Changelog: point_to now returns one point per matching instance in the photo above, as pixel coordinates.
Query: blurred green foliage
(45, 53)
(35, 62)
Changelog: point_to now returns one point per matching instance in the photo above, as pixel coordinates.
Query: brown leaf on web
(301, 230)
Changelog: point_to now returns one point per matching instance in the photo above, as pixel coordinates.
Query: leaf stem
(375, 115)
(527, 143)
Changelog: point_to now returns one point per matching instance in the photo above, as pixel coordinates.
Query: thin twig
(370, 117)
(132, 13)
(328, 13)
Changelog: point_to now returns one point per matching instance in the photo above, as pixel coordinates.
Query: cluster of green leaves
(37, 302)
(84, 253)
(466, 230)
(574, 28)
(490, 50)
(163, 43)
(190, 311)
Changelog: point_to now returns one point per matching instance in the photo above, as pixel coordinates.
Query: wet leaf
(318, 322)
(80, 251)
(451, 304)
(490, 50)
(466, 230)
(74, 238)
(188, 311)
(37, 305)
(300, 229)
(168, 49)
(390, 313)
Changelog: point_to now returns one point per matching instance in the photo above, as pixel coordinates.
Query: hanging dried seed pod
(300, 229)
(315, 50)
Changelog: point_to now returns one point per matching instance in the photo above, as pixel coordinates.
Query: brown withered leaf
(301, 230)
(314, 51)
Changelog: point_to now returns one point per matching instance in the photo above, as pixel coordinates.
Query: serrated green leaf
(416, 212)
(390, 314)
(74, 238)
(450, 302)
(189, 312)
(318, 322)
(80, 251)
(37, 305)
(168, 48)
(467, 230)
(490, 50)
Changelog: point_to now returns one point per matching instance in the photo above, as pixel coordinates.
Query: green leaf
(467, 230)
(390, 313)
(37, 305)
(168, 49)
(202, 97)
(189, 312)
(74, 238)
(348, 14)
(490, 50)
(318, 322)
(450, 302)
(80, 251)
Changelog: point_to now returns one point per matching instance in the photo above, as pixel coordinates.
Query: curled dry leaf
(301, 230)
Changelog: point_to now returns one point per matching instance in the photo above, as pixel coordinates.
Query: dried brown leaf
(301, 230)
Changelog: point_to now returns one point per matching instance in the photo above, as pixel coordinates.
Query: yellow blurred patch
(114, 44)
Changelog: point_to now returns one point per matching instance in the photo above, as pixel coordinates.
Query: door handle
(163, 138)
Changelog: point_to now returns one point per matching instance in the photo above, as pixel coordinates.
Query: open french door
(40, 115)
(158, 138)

_ _ _ _ _

WRITTEN INSTRUCTION
Reproduce the data in full, exactly as presented.

COMPLETE OUTPUT
Changelog: point_to now returns one point per matching instance in the photo above, as pixel coordinates.
Query: blurred green foliage
(45, 53)
(35, 62)
Changelog: point_to now returns one point per matching instance in the photo above, as pixel coordinates.
Query: brown leaf on web
(301, 230)
Changelog: point_to now returns one point per matching instance in the photo above, as pixel coordinates.
Query: leaf stem
(375, 115)
(527, 143)
Changelog: point_to now returns one point per matching instance in the photo above, as pixel coordinates.
Query: thin twig
(370, 117)
(132, 13)
(328, 13)
Changelog: point_to now returns one point per matching instance in the photo above, as pixel coordinates.
Query: cluster of green leaves
(37, 302)
(84, 253)
(466, 230)
(574, 28)
(490, 50)
(163, 43)
(190, 311)
Changelog: point_to now returns one point per matching instance in the photo above, as pixel coordinates.
Query: wet leaf
(318, 322)
(80, 251)
(451, 304)
(490, 50)
(466, 230)
(74, 238)
(188, 311)
(37, 305)
(300, 229)
(168, 49)
(390, 313)
Changelog: point_to now returns one point per matching instance in the photo above, as pixel coordinates.
Query: hanging dried seed pod
(300, 229)
(315, 50)
Changelog: point_to now returns one point per matching instance in the photo above, as pixel coordinates.
Query: brown withered leaf
(301, 230)
(314, 51)
Changelog: point_to now returns one point per matching instance in the photo above, as pixel coordinates.
Query: serrated green leaf
(416, 212)
(390, 314)
(74, 238)
(450, 302)
(189, 312)
(318, 322)
(80, 251)
(37, 305)
(168, 48)
(467, 230)
(490, 50)
Changelog: point_to now returns one point per matching instance in the photo above, as pixel coordinates.
Query: green leaf
(467, 230)
(390, 313)
(37, 305)
(168, 49)
(202, 97)
(189, 312)
(74, 238)
(348, 14)
(490, 50)
(318, 322)
(450, 302)
(80, 251)
Changelog: point_to now returns one point per matching instance in the photo above, as pixel coordinates.
Query: curled dry leaf
(301, 230)
Changelog: point_to now returns one point per matching instance in the photo above, as pixel coordinates.
Query: dried brown leaf
(301, 230)
Changelog: point_to now returns one point per matching instance in the photo above, as pixel coordinates.
Query: yellow blurred patch
(114, 44)
Changelog: point_to now returns one point per matching instance in the photo above, as pixel coordinates.
Query: door handle
(163, 138)
Changelog: point_to now returns one point per matching instance in the photo above, as pixel coordinates.
Query: open french door
(40, 115)
(158, 138)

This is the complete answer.